Письменное задание A:
Выпишите дословно из фрагмента о московских годах Циолковского всё от слов «Друзей в Москве» и ниже вплоть до слов «[172, с. 56].».
Письменное задание B:
Продолжите фрагмент о московских годах Циолковского, начав сразу после его последнего предложения.

Фрагмент страницы:
..............................

К сказанному добавим, что он не смог получить систематического образования. Он сосредоточился лишь на некоторых науках, преимущественно на точных, но среднее образование предполагает знание географии, ботаники, иностранного языка, а высшее техническое -нескольких десятков технических наук, о которых он не имел даже отдаленного представления. Анализ его работ показал, что, разбираясь в элементарной алгебре, он не имел твердых навыков в тригонометрии и в четырех попытках отыскания тригонометрических функций в треугольнике дважды ошибся. Из высшей математики он умел дифференцировать и интегрировать простенькие выражения, а также раскладывать функции в ряд.
Полученные знания он пытался применять к самостоятельно сформулированным вопросам. Он хотел, например, понять нельзя ли практически воспользоваться энергией движения Земли, какую форму принимает поверхность в сосуде, вращающемся вокруг отвесной оси, нельзя ли использовать в паровых машинах высокого давления мятый пар и пр.
Однажды он придумал машину, в которой хотел использовать центробежную силу для полета. Она состояла из закрытой камеры, в которой "вибрировали кверху ногами" два твердых эластичных маятника с шарами в верхних вибрирующих концах. Они описывали дуги и центробежная сила шаров должна была поднимать кабину в атмосфере [172, с. 54].
Он был в восторге от своего изобретения, несколько часов, воодушевленный, бродил по ночной Москве, обдумывая свою идею снова и снова. Но скоро понял, что машина работать не будет. Восторг творчества был столь силен, что всю свою оставшуюся жизнь он видел ее во сне, поднимаясь на ней в заоблачные выси с "великим очарованием".
Посещал он и Публичную библиотеку ("Чертковскую" - вместе с "Румянцевской" она находилась в здании нынешней Российской государственной библиотеки), где занимался точными науками. Один человек произвел на него сильное впечатление:
"...в Чертковской библиотеке я заметил одного служащего с необыкновенно добрым лицом. Никогда я потом не встречал ничего подобного. Видно правда, что лицо есть зеркало души. Когда усталые и бесприютные люди засыпали в библиотеке, то он не обращал на это никакого внимания. Другой библиотекарь сейчас же сурово будил.
Он же давал мне запрещенные книги. Потом оказалось, что это известный аскет (Н.Ф. - Г.С.) Федоров - друг Толстого и изумительный философ и скромник" [172, с. 61].
Этот Н.Ф. Федоров оказал на мировоззрение К.Э. Циолковского определенное влияние, прежде всего, возбудив у него интерес к космосу, который входил фрагментом в его философию.
Как-то он рассказал К.Э. Циолковскому, что однажды Л.Н. Толстой сказал ему: "Я оставил бы во всей этой библиотеке лишь несколько десятков книг, а остальные выбросил". Федоров ответил: "Видал я много дураков, но такого еще не видывал" [171].
Друзей в Москве почти не было. Пару раз приходил к нему в гости студент-математик и посоветовал прочитать Шекспира. Другой случайный приятель предложил познакомить его с "одной девицей", но он отказался. В автобиографии он вспоминал: "Но до того ли мне было, когда живот был набит одним черным хлебом, а голова обворожительными мечтами!" [172, с. 56].

..............................

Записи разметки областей
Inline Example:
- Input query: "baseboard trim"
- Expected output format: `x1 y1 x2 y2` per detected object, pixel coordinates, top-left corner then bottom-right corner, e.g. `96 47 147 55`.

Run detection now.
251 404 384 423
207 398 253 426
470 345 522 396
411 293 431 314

..............................

Ответ A:
Друзей в Москве почти не было. Пару раз приходил к нему в гости студент-математик и посоветовал прочитать Шекспира. Другой случайный приятель предложил познакомить его с "одной девицей", но он отказался. В автобиографии он вспоминал: "Но до того ли мне было, когда живот был набит одним черным хлебом, а голова обворожительными мечтами!" [172, с. 56].

Ответ B:
Впрочем, романтические чувства не обошли и его. Хозяйка квартиры, где он снимал себе жилье, обстирывала богатую семью, и там рассказывала о своем необычном своей эксцентричностью и застенчивостью жильце. Ее рассказы заинтересовали дочь хозяина и у них началось длительная переписка. Свою пассию он ни разу не видел, а вскоре ее родители нашли эту переписку, не делающей чести их дочери, и она прекратилась.
В своих письмах он уверял ее, что он "... такой великий человек, которого еще не было, да и не будет!" [172, с. 56]
Н.Д. Моисеев, заметив эту черту характера К.Э. Циолковского, отметил, что "... по натуре своей это - человек исключительно скромный и даже застенчивый и одновременно он же, тот же самый Циолковский, органически ощущает себя великим, почти пророком... Этот скромный человек, как в дальнейшем окажется, одновременно является иногда и попросту нетерпимым. Скромность, проросшая своими разветвлениями в гордость - вот кратко наиболее правдивая характеристика" [40, с. 14].
Мы согласились бы полностью с этим высказыванием, если бы нам было дозволено заменить в нем слово "гордость" словом "самомнение".
Каждый человек должен прочитать за свою жизнь, а особенно в молодости, очень много книг. Это, конечно, наша точка зрения, в основании которой лежит глубокая убежденность в действенной силе литературы.
К.Э. Циолковский их прочитал откровенно мало: кое-что из Жюль-Верна, Уэльса, Шекспира, Писарева, нигде и ничего не говорит он о знакомстве с работами Пушкина, Толстого, Достоевского, наверное, не воспринимал стихи. Есть, правда, его свидетельство, что он перечитал за несколько лет подшивки журналов "Современник", "Дело", "Отечественные записки". Он отмечал именно журналы, а не авторов.
Поразительно, но человек, который в будущем разработает собственную философию, в московский период "всякой неопределенности и "философии"... избегал". При этом к "философии" он относил все, что ему представлялось непонятным или избыточным.
По этой причине он не признавал "... ни Эйнштейна, ни Лобачевского". Он отверг также и Минковского, назвавшего время четвертым измерением: "Назвать то можно, но слово это нам ничего не открывает и не прибавляет к сокровищнице знаний".
Отвергал он сразу и на всю жизнь. "Под точной наукой или, вернее, истинной наукой, - писал он, - я подразумевал единую науку о веществе, или о Вселенной. Даже математику я причислял и причисляю сюда же" [171].
Три года жизни в Москве были наполнены трудом, одиночеством и мечтами о будущих изобретениях. Именно в эти годы у него сформировалась мечта "... о завоевании Вселенной", а в социальном смысле он преодолел несколько последствия своей провинциальности - робость перед большим городом; самостоятельно получил некоторые знания, и приобрел безграничную уверенность в своих силах.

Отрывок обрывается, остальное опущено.